Furthermore, the TFTs 158a and 158b need not be switched
periodically, but they may be switched every time power is turned
on (or shut down), for example. In this application example, the
configuration in which the TFT 158 is divided into two TFTs 158a
and 158b is described; however, it is applicable that the TFT 158
is divided into three or more TFTs and they are used by switching
in a predetermined order. That is, the application example is
intended to reduce degradation of the transistor characteristic by
reducing a period during which any one of the TFTs 158 is in an on
state (by increasing a period during which any one of the TFTs 158
is in an off state), so that it is applicable that, in a
non-selection period, among the plurality of TFTs 158, at least one
TFT 158 is in an off state and at least one TFT 158 is in an on
state, and then the at least one TFT 158 that is in an on state is
switched in a predetermined order.
Fourth Embodiment
[0183] Next, a fourth embodiment according to the invention will be
described. FIG. 25 is a block diagram that shows the configuration
of an electro-optical device according to the fourth embodiment.
The configuration shown in the drawing differs from that of the
third embodiment (see FIG. 10) in that a TFT (fifth transistor) is
provided in each line of the capacitor line driving circuit 150.

● ● ● ● ● ● ●

### PROBLEMS
#1 Translate this sentence from the TFT passage into Spanish: "FIG. 25 is a block diagram that shows the configuration of an electro-optical device according to the fourth embodiment."
#2 Answer these from the TFT passage:
(a) Instead of switching them periodically, when may the TFTs 158a and 158b be switched, according to the example given?
(b) Besides two, into how many TFTs does the passage say the TFT 158 may be divided?
(c) In the fourth embodiment, where is the TFT (fifth transistor) provided?

● ● ● ● ● ● ●

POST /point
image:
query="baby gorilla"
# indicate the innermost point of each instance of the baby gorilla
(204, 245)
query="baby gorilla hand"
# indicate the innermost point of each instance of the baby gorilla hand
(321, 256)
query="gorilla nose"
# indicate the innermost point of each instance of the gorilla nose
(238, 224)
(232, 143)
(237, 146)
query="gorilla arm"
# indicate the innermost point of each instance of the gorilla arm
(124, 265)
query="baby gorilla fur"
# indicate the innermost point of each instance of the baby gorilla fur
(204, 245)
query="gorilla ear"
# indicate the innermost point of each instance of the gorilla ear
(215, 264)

● ● ● ● ● ● ●

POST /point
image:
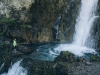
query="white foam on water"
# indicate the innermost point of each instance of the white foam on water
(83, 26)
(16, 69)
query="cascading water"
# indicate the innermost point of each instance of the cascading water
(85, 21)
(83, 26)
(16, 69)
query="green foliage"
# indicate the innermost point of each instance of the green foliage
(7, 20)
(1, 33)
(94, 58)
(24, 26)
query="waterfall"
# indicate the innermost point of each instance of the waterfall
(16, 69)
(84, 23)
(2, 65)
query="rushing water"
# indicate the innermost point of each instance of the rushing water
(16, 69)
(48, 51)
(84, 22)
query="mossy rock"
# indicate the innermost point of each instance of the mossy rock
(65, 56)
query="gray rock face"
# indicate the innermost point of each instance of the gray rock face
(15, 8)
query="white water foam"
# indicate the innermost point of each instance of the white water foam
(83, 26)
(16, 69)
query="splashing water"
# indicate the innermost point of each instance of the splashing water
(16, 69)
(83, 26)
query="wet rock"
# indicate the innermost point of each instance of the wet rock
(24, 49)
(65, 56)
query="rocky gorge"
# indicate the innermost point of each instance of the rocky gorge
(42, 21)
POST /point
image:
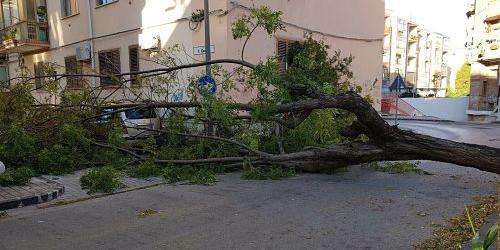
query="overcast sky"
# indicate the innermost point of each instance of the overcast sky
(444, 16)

● ● ● ● ● ● ●

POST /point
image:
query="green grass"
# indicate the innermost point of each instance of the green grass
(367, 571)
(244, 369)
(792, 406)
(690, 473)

● ● ● ● ● ● ●

### FULL SOLUTIONS
#1 La FIG. 25 es un diagrama de bloques que muestra la configuración de un dispositivo electroóptico según la cuarta realización.

#2
(a) Every time power is turned on (or shut down).
(b) Three or more.
(c) In each line of the capacitor line driving circuit 150.